=== MATERIAL FOR THIS EXERCISE ===
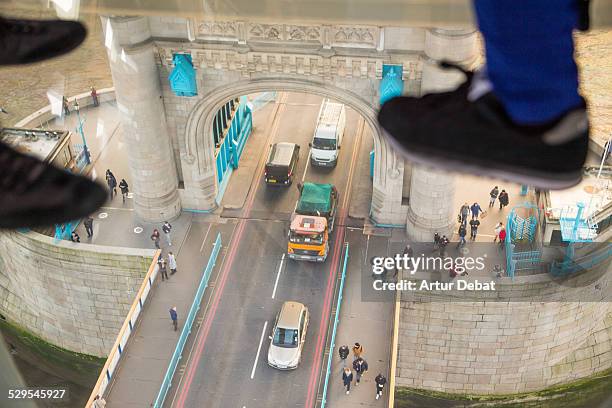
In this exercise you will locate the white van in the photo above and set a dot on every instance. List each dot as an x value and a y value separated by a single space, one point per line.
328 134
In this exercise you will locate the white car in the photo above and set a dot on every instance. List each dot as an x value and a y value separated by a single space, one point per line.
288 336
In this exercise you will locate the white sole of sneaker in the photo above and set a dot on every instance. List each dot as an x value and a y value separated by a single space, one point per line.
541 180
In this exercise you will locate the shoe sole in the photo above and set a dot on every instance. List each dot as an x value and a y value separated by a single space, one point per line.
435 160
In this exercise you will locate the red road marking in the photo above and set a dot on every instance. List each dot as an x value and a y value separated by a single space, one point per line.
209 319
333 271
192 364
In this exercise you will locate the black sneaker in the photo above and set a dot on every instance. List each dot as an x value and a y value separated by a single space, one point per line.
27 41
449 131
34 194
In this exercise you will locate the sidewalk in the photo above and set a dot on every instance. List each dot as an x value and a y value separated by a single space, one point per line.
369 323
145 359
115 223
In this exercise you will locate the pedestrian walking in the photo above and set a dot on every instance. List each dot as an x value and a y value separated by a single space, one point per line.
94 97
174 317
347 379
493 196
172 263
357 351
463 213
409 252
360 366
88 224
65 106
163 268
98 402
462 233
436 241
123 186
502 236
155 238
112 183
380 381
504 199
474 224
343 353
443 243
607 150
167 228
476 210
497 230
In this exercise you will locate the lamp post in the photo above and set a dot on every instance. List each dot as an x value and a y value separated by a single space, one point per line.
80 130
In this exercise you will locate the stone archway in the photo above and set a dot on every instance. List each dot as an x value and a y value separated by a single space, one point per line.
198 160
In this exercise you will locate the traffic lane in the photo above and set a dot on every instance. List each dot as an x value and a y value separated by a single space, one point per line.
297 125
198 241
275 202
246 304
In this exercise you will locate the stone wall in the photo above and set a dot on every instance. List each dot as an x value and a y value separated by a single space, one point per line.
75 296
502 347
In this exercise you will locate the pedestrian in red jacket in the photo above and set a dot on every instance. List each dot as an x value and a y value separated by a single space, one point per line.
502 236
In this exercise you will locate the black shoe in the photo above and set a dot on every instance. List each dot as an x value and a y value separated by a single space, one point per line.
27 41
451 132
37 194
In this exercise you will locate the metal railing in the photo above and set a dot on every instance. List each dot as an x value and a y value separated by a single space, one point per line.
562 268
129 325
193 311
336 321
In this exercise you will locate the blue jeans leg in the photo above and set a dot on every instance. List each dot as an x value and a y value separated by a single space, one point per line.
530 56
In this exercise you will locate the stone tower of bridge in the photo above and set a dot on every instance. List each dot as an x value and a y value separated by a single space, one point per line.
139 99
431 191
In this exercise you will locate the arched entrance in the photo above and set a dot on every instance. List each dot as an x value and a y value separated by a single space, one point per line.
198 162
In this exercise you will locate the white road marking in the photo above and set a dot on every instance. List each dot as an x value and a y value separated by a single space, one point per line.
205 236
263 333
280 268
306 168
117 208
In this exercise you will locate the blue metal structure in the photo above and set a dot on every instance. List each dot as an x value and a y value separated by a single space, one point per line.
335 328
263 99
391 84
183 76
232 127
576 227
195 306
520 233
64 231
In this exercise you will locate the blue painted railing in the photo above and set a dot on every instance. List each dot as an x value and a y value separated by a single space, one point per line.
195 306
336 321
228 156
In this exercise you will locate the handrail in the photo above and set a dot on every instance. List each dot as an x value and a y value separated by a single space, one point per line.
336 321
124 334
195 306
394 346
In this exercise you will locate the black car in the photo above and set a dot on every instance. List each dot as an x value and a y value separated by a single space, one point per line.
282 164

=== SHORT TASK ===
Without the pictures, write out every entry precisely as it appears.

=== RESULT BELOW ===
In this exercise you will locate the white van in the photo above and set a dot on every instance. List each dot as an x value and a y value separated by a single space, one point per line.
328 134
In this exercise you will locate the white car in the photo above and set a dot on every instance. List each dot as an x value and a y value separated by a single space, one point per line.
288 336
In this exercise you will locate the white sole of sneaker in the photo above and set a dot on every instance. List each dot as an x value and a y value separated by a single space, one point per line.
541 180
In this exercise you will locate the shoe sole in the photo above and set a dot on every instance. List each dot as an x value and a y value separated by a single space, one point per line.
435 160
In this exercise you will locate the red road marking in the photo above and set a dot on every instance. List each dot as an x value and a y value separated by a single space, one point per line.
209 319
333 271
192 364
In this exercise you will locate the black sneaker in the photo above and set a dot on every instance. List each dot as an x value and a y value separated by a single space, one point per line.
27 41
449 131
34 194
In this exercise you will locate the sidewalk in the photo above and set a dot on every instance. List each dot as an x value and a y value separated by a single space, one point per line.
369 323
145 359
115 223
In this exercise you will locate the pedestrian walking in the photo above and set a dot on every instance. List each dot as an x value and a y value separated by a single space, one point per line.
94 97
174 317
347 379
493 196
172 263
357 351
463 213
409 252
360 366
88 224
65 106
163 268
98 402
462 233
436 241
123 186
502 236
155 238
112 183
380 381
504 199
474 224
343 353
443 243
607 150
167 228
476 210
497 230
In this exercise you will locate the lamp post in the photo above and set a dot on every instance. List each dot as an x value and a y value separated by a single space, one point per line.
80 130
In this exercise you will locate the stone archway in the photo above and set a dot on every instance. List each dot as an x value and a y value separated by a single space, one point per line.
198 160
In this exercise you will locate the traffic lane in the photo above and set a dot on every instance. List each dot as an x value and a y value separated by a single space, one point per line.
297 125
198 241
275 202
246 304
In this exercise you will locate the stone wall in the photo above and set a dot on every instance. List each dot as an x value and a y value separated by a single space, one point per line.
75 296
502 347
In this exercise you will locate the pedestrian in red jacket in the photo above and set a dot on every instance. List each dot as an x value and a y value separated by a single space, one point per line.
502 236
In this exercise you will locate the black shoe in the photo above and set a dot on every instance. List each dot as an x value and a y value separated by a single space, one point per line.
27 41
451 132
37 194
In this exercise you will locate the metal railing in the photo above and set a dot on every instance. List each dot as an x value and a y value separated by a single space, one point per line.
562 268
129 325
193 311
336 321
In this exercise you will locate the blue jeans leg in the photo above and set a dot on every instance. List each dot as an x value and a y value separated by a single space, one point per line.
530 56
In this exercise you will locate the stone tower of bridge in the photo above and set a dot on every instance. List each dot as an x value and a y value separated by a single space, one point per line.
139 99
431 191
In this exercise you will locate the arched entrance in the photo above and set a dot on every instance. List each dot as an x value and a y value separated by a single space, one point per line.
198 162
In this exercise you will locate the white road marking in the photo above and set a dot on every instance. List each dot as an x value and a y value separated by a single space, one point per line.
205 236
263 333
280 268
306 168
117 208
In this exercise you will locate the blue metal structure in the photo above and set a dot on every instance. List each dot as an x value and a y value separated by a single space, one point per line.
335 328
263 99
391 84
183 76
232 127
576 227
195 306
520 233
64 231
In this exercise you will locate the blue painted railing in the photo above and set a dot on every instance. List each dot as an x value and a y value separated by a single space, one point per line.
195 306
336 321
228 156
In this exercise you will locate the handrail in the photo above and set a dot on every instance. List each dot as an x value and a y value separated by a single space, one point per line.
336 321
124 334
195 306
394 346
In this exercise you will locate the black car in the photo above and set a dot on every instance. List each dot as an x value and a y value separated by a single space, one point per line.
282 164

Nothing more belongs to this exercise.